# What the exercise asks:
Render every line of the records below as a JSON list of strings, one string per line, skipping blank lines and leaving out the pictures.

☆ ☆ ☆ ☆ ☆ ☆ ☆

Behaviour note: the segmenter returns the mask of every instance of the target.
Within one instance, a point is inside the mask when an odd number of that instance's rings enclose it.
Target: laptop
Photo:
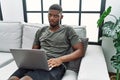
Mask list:
[[[45,51],[40,49],[10,49],[19,68],[44,69],[49,71]]]

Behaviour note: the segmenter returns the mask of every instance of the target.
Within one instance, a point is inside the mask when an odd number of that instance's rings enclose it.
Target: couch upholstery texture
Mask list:
[[[36,31],[45,24],[0,22],[0,80],[7,80],[17,70],[11,48],[32,48]],[[71,25],[80,38],[86,38],[85,26]],[[62,80],[109,80],[107,66],[100,45],[89,45],[78,73],[67,70]]]

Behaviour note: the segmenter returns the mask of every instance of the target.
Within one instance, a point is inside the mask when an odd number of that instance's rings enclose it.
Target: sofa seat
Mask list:
[[[15,70],[17,70],[15,61],[0,68],[0,80],[7,80]],[[102,47],[88,45],[78,74],[67,70],[62,80],[110,80]]]
[[[88,45],[78,76],[78,80],[110,80],[101,46]]]
[[[7,52],[0,52],[0,68],[13,61],[13,56]]]

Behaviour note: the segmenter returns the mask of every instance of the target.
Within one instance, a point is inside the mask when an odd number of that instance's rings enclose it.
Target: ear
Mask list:
[[[61,15],[61,18],[60,19],[63,19],[63,15]]]

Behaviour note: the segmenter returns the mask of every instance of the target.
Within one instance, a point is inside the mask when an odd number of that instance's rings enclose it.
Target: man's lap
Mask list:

☆ ☆ ☆ ☆ ☆ ☆ ☆

# Solution for this problem:
[
  "Behaviour note: the segmenter returns the mask of every instance of the target.",
  "Within one instance, a point is inside the mask when an odd number of that instance's rings enclose it.",
  "Target: laptop",
  "Photo:",
  "Mask list:",
  "[[[45,51],[40,49],[10,49],[19,68],[44,69],[49,71]]]",
  "Behaviour note: the segmenter returns the mask of every instance of the target.",
  "Within one instance, a point is inside the mask when an odd number of that instance's rings enclose it.",
  "Target: couch upholstery texture",
  "Mask list:",
  "[[[36,31],[45,24],[0,22],[0,80],[7,80],[17,70],[11,48],[32,48]],[[71,25],[80,38],[86,38],[85,26]],[[62,80],[109,80],[107,66],[100,45],[89,45],[78,73],[67,70]]]",
  "Behaviour note: the segmenter returns the mask of every instance of the target.",
  "Within one instance, a point is inside the mask when an odd number of that instance's rings enclose it.",
  "Target: sofa seat",
  "Mask list:",
  "[[[15,70],[17,70],[15,61],[0,68],[0,80],[7,80]],[[102,47],[88,45],[78,74],[67,70],[62,80],[110,80]]]",
  "[[[88,45],[78,76],[78,80],[110,80],[101,46]]]",
  "[[[7,52],[0,52],[0,68],[13,61],[13,56]]]",
  "Behaviour note: the segmenter returns the mask of every instance of the target.",
  "Within one instance, a point is inside the mask when an odd number of that instance's rings enclose it.",
  "Target: ear",
  "Mask list:",
  "[[[61,15],[61,18],[60,19],[63,19],[63,15]]]",
  "Behaviour note: the segmenter returns the mask of every instance of the target.",
  "Within one instance, a point is inside the mask when an odd number of that instance's rings enclose it.",
  "Target: man's lap",
  "Mask list:"
]